To do:
1. In the text about a mother's breast cancer diagnosis, list the things the family is entering a period of as they prepare for the first surgery.
2. From the text about a mother's breast cancer diagnosis, write out the portion running from "The Fight Against" to "with breast cancer.".

Passage provided:
# # # # # # #
The Fight Against

Just a few weeks ago, my family received news that impacted us like no new has before: cancer had entered our immediate family. On November 27th I received the call that my mom had been diagnosed with breast cancer.

Now, I have known other families who have had this tragic news called into their lives, but it is still hard to imagine that it has been brought into my family. I cannot fully remember what I felt in the moment I was told…I remember being in absolute shock and feeling numb that it had happened. In fact, I got into my car and drove the hour and a half straight home to see my mom. We spent some time talking and praying together, with some tears mixed in throughout.

In our desperation and despair, my mom and I did what we knew to be right, although difficult: we turned it over to God. We could sit around forever asking why and trying to blame God for allow this to happen, but what would this accomplish?? When sin entered our world, death and disease entered into humanity, and this cancer is a clear and physical example of this sin and evil. Rather, after my mom and I allowed ourselves a few minutes of pity, we turned it all over to God.

You see, I have total and complete faith that in some way God will use this as a way to bring glory to His name, as well as bring my family closer together. I do not know why this has been brought against my family, and I have prayed to God to not allow me to enter into asking why, for I know that will lead to no good. Instead, I have prayed to Him to give my mom the strength to get through this and to bring people along side her to help her get through this. But more importantly, I have prayed for His will to be done and His plan accomplished.

I pray over this situation every day, and if you feel inclined I welcome your prayers as well. My family is gearing up to face the biggest hurtle we have ever faced together; I know that through the strength that God provides, we will prevail in this fight. We are entering into a period of doctor appointments, referrals , consultations and information gathering as we prepare for the first surgery.
# # # # # # #
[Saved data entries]
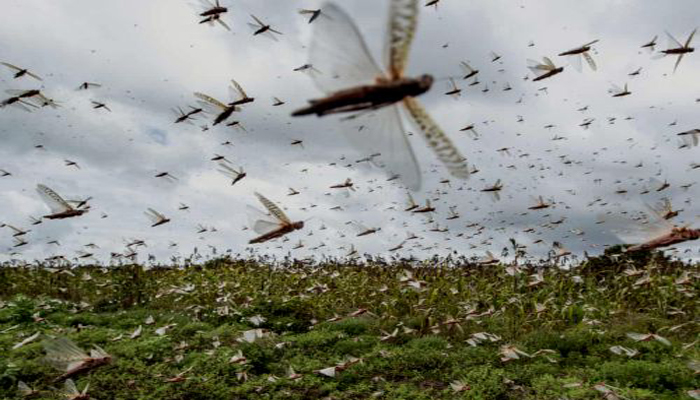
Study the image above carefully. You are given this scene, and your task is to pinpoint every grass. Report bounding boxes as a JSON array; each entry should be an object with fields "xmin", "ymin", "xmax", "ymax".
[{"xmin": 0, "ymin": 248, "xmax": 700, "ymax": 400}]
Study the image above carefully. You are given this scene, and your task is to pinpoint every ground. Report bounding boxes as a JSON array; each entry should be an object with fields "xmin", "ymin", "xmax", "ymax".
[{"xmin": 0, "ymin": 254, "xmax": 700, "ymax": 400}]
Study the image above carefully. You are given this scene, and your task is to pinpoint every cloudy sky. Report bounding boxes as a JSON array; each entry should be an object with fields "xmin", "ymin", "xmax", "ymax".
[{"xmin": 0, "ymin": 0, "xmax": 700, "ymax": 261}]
# # # # # # #
Solutions below:
1.
- Doctor appointments
- Referrals
- Consultations
- Information gathering

2.
The Fight Against

Just a few weeks ago, my family received news that impacted us like no new has before: cancer had entered our immediate family. On November 27th I received the call that my mom had been diagnosed with breast cancer.